--- Start Selected text ---

14 Also on 23 April 2024, Mr Ong sent a letter to the Supreme Court Registry stating that the applicant was “concerned with a reasonable apprehension of bias” if Tay JCA should hear CM 15. His grounds were essentially that Tay JCA heard and dismissed his appeal against conviction and sentence and also his first application for permission to make a review application. The letter also stated that in the First CA Judgment, Tay JCA “expressed disbelief in the Applicant’s case relating to the bailment of the drugs, because a view was formed” concerning some factual issues. In respect of CM 15, the applicant’s case concerns a new witness (Kishor) who allegedly delivered the drugs from the supplier to Zuraimy. In relation to the credibility of this new witness, Tay JCA had expressed “a strong dissenting view in Harven a/l Segar v Public Prosecutor [2017] 1 SLR 771 at [122] (“Harven Segar”) that the evidential burden should rest on the Applicant to produce this witness”. In the circumstances, the applicant was concerned that “a reasonable observer with the relevant information may apprehend that the decision maker of the summary determination may have reached or formed an opinion on the evidential burden” and that in view of the applicant’s concern that Tay JCA “may be pre-disposed to deciding [CM 15] with the view that the burden fell on the applicant to call Kishor as a witness, the applicant humbly seeks to have this matter re-fixed to a different Justice of the Court of Appeal, and if necessary, an adjournment of the matter if the request is refused”.

--- End Selected text ---

== Problem details ==
Continue the court judgment excerpt about the applicant's concern over bias, picking up right after its final sentence.

--- Start Entries ---

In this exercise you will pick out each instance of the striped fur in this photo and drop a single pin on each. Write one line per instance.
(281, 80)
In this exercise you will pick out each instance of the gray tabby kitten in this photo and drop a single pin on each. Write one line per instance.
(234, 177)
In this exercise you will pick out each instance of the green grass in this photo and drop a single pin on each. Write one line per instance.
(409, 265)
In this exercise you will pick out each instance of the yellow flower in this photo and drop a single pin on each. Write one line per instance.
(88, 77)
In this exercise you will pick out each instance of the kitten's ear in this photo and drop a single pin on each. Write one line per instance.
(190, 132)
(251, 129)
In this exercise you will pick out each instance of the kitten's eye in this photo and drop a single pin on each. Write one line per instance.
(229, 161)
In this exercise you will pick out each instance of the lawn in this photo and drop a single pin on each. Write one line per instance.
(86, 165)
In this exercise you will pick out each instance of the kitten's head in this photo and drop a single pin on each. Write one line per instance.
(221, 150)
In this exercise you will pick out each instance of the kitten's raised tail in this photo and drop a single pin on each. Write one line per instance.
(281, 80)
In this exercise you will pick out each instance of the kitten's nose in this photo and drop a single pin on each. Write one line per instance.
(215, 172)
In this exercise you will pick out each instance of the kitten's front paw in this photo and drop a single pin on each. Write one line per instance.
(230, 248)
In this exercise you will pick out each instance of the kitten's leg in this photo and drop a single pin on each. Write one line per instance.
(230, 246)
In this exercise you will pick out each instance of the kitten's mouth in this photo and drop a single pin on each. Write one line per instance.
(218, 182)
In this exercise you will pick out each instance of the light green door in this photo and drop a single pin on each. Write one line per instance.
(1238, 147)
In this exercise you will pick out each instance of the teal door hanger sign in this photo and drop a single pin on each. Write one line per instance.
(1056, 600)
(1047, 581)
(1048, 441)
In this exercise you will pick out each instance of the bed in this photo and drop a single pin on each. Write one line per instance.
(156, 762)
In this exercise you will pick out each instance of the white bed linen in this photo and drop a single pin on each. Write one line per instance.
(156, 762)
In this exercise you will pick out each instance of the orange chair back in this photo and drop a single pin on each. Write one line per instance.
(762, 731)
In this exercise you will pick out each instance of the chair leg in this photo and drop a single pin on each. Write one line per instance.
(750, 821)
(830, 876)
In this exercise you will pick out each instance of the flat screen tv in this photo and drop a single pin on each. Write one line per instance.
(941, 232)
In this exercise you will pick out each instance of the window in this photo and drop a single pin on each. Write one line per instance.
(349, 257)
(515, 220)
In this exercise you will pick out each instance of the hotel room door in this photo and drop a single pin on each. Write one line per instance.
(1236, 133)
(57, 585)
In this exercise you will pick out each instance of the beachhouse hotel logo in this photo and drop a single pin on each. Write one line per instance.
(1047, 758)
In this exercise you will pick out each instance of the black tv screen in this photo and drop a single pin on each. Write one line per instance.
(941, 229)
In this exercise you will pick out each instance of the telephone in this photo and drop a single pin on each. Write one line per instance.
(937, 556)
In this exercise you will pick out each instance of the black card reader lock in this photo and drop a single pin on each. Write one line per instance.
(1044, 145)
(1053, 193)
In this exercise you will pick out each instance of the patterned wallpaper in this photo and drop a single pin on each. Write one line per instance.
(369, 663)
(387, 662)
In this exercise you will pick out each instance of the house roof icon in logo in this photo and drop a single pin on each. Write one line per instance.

--- End Entries ---

== The output ==
15 On 24 April 2024, the Supreme Court Registry replied to the parties as follows:
Having considered the matters stated in the letter, the Honourable Justice Tay Yong Kwang has found that there are no grounds which warrant his recusal from hearing CM 15. Accordingly, the applicant’s request to have CM 15 refixed before a different Justice of the Court of Appeal is rejected.
16 On 26 April 2024, at a case management conference (“CMC”), Mr Ong indicated that he was instructed by the applicant to file a further “formal application” for Tay JCA’s recusal. This was subsequently brought by way of the present CM 20 on 3 May 2024. At another CMC on 7 May 2024, the Prosecution confirmed that it would not be filing a reply affidavit in CM 20. On 14 May 2024, both parties filed their submissions.
Whether Tay JCA should recuse himself from hearing CM 15 on the basis of the alleged apparent bias
The applicant’s case
17 The applicant argues that there is reasonable basis to apprehend that CM 15 will be prejudged. This is because Tay JCA ruled against the applicant in the First CA Judgment. In particular, Tay JCA disbelieved the applicant’s case relating to the bailment of the drugs and had “formed a negative impression” of the applicant who had lied about several matters. Tay JCA also dismissed CM 29 summarily in the Second CA Judgment.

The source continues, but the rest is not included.